• **EXTRACTED INFORMATION**:

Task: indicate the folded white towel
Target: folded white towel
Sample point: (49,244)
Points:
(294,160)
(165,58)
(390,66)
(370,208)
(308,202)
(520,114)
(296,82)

• **EXERCISE AIM**: Write out the listing again, changing every "white" to "blue" and leaving everything else the same.

• **RESPONSE BELOW**:
Task: indicate the folded blue towel
Target: folded blue towel
Sample point: (49,244)
Points:
(294,160)
(165,58)
(390,66)
(370,208)
(308,202)
(520,114)
(296,82)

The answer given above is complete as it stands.